--- Start Extracted text ---

The Clinton administration has proposed a reduction in the dividends-received
deduction from 70 percent to 50 percent and there have been, from time to time,
other proposals to reduce such deduction. The Sponsor is unable to predict
whether the Clinton administration proposal or any other proposal will be
adopted during the life of the Trust.

   
   Original Issue Discount. The Trust will contain principal or interest
portions of stripped "zero-coupon" United States Treasury Obligations which are
treated as bonds that were originally issued at a discount ("original issue
discount"). Original issue discount represents interest for federal income tax
purposes and can generally be defined as the difference between the price at
which a bond was issued and its stated redemption price at maturity. For
purposes of the preceding sentence, stripped obligations, such as the Treasury
Obligations, which variously consist either of the right to receive payments of
interest or the right to receive payments of principal, are treated by each
successive purchaser as originally issued on their purchase dates at an issue
price equal to their respective purchase prices thereof. The market value of
the Trust assets comprising the Trust will be provided to a Unitholder upon
request in order to enable the Unitholder to calculate the original issue
discount attributable to each of the Treasury Obligations. Original issue
discount on Treasury Obligations (which were issued or treated as issued on or
after July 2, 1982) is deemed earned based on a compounded, constant yield to
maturity over the life of such obligation, taking into account the compounding
of accrued interest at least annually, resulting in an increasing amount of
original issue discount includible in income in each year. Each Unitholder is
required to include in income each year the amount of original issue discount
which accrues on its pro rata portion of each Treasury Obligation with original
issue discount. The amount of accrued original issue discount included in
income with respect to a Unitholder's pro rata interest in Treasury Obligations
is thereupon added to the tax cost for such obligations. 
    

   Gain or Loss on Sale. If a Unitholder sells or otherwise disposes of a Unit,
the Unitholder generally will recognize gain or loss in an amount equal to the
difference between the amount realized on the disposition allocable to the
Securities and the Unitholder's adjusted tax bases in the Securities. In
general, such adjusted tax bases will equal the Unitholder's aggregate cost for
the Unit increased by any accrued

                                       11
<PAGE>

original issue discount. Such gain or loss will be capital gain or loss if the
Unit and underlying Securities were held as capital assets, except that such
gain will be treated as ordinary income to the extent of any accrued original
issue discount not previously reported. Each Unitholder generally will also
recognize taxable gain or loss when all or part of its pro rata portion of a
Security is sold or otherwise disposed of for an amount greater or less than
its per Unit tax cost therefor.

   Withholding For Citizen or Resident Investors. In the case of any
noncorporate Unitholder that is a citizen or resident of the United States a 31
percent "backup" withholding tax will apply to certain distributions of the
Trust unless the Unitholder properly completes and files, under penalties of
perjury, IRS Form W-9 (or its equivalent).

--- End Extracted text ---

■ Things to do
(1) List every section heading that appears in the tax text about the Trust.
(2) Answer these from the tax text about the Trust:
(a) To what percentage has the Clinton administration proposed cutting the dividends-received deduction?
(b) At least how often is accrued interest compounded when figuring original issue discount on the Treasury Obligations?
(c) Which IRS form must a noncorporate citizen or resident Unitholder complete to avoid backup withholding?
(3) Resume the tax text about the Trust, starting right after its final sentence.
You won't need the items to do this.

--- Start Extracted records ---

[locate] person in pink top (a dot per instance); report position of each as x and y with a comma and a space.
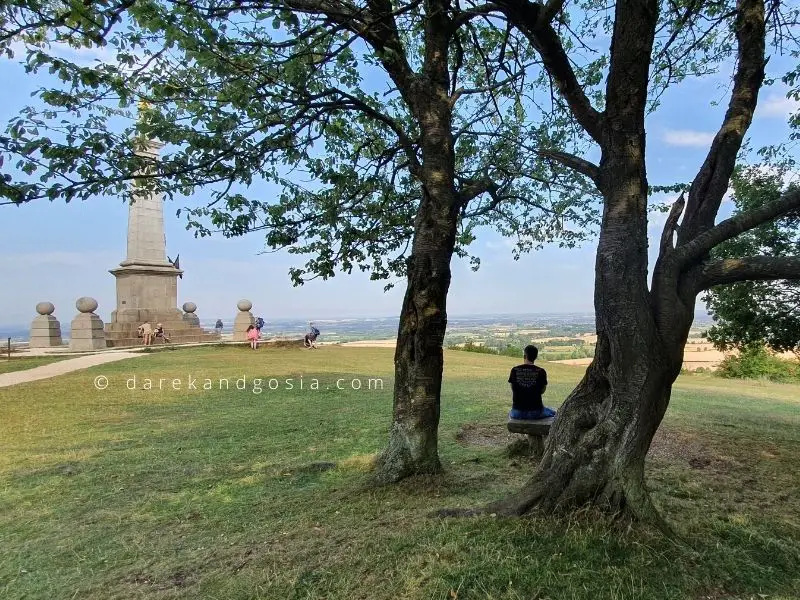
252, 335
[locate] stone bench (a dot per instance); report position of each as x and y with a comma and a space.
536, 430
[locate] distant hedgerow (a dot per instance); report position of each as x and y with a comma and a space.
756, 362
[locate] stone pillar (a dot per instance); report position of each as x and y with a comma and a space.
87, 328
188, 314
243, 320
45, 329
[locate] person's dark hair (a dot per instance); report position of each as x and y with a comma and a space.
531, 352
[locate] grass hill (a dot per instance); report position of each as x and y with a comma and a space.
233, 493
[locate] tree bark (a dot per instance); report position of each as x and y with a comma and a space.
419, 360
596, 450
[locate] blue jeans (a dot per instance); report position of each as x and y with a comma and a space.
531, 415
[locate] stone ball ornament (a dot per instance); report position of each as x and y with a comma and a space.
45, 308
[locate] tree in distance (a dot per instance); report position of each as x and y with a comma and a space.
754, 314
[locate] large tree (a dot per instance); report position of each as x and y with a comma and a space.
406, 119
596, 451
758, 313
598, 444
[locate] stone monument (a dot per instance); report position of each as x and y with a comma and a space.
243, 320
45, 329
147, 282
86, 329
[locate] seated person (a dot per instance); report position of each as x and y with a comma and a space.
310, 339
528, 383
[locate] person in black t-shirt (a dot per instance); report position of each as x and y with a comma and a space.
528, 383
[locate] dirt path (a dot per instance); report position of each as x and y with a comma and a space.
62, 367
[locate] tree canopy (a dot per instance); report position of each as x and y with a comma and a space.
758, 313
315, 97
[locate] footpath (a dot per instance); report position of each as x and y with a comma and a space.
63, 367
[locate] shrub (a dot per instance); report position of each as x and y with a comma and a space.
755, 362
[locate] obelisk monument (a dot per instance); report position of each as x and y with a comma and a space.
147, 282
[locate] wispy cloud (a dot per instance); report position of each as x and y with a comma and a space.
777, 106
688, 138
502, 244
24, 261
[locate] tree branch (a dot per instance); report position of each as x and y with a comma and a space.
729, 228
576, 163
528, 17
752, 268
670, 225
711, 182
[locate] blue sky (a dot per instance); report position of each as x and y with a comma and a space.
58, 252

--- End Extracted records ---

■ Answers given
(1)
Original Issue Discount
Gain or Loss on Sale
Withholding For Citizen or Resident Investors

(2)
(a) 50 percent
(b) At least annually
(c) IRS Form W-9 (or its equivalent)

(3)
   The foregoing discussion is a general summary and relates only to certain
aspects of the federal income tax consequences of an investment in the Trust.
Unitholders may also be subject to state and local taxation. Each Unitholder
should consult its own tax advisor regarding the federal, state and local tax
consequences to it of ownership of Units.

   Investment in the Trust may be suited for purchase by funds and accounts of
individual investors that are exempt from federal income taxes such as
Individual Retirement Accounts, tax-qualified retirement plans including Keogh
Plans, and other tax-deferred retirement plans. Unitholders desiring to
purchase Units for tax-deferred plans and IRA's should consult their
PaineWebber Investment Executive for details on establishing such accounts.
Units may also be purchased by persons who already have self-directed accounts
established under tax-deferred retirement plans.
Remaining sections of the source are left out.